[Start INFORMATION PROVIDED]

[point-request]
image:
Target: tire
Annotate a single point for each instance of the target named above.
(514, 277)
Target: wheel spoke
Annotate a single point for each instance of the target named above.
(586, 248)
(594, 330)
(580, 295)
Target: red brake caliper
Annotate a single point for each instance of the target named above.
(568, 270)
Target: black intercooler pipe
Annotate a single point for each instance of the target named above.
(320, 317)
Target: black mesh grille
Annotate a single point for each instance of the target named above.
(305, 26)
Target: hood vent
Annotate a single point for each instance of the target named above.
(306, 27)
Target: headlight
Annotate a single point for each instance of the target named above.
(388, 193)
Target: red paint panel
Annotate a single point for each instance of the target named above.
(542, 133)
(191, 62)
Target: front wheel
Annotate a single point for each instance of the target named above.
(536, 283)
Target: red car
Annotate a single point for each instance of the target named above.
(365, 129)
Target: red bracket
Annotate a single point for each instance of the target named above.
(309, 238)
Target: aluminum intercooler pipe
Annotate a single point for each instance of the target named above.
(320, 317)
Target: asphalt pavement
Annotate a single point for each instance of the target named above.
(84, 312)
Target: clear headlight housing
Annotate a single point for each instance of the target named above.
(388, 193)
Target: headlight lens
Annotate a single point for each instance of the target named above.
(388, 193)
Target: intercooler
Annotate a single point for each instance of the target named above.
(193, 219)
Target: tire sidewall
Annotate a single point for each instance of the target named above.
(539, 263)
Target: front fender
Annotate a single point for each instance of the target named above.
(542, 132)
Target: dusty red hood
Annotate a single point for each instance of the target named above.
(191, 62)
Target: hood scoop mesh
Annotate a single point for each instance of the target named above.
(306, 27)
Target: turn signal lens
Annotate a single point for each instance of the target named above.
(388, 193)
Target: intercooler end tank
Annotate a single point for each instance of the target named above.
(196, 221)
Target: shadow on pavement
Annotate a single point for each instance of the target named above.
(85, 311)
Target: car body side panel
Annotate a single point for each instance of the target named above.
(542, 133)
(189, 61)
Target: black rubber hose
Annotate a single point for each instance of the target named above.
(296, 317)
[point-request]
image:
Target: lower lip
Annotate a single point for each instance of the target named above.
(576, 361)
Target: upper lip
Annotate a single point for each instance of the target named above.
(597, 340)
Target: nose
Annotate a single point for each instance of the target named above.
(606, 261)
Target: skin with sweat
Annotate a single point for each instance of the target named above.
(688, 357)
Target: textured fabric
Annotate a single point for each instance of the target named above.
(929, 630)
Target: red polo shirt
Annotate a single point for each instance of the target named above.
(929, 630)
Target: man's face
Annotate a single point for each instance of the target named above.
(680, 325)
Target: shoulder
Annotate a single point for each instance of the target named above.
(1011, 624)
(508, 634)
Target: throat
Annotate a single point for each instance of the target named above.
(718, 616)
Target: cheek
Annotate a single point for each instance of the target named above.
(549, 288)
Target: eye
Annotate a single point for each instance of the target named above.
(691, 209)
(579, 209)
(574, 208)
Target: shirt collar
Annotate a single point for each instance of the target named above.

[End INFORMATION PROVIDED]

# EXERCISE INSTRUCTIONS
Starting at the line that has "Target: eye" and stopping after the last of the rows, write out every line again, requests included, lowering each point coordinate in the answers by 70.

# ANSWER
Target: eye
Annotate a single point for each instance of the target named above.
(621, 139)
(509, 139)
(504, 138)
Target: shirt collar
Annotate a single point for each instance of the target named above.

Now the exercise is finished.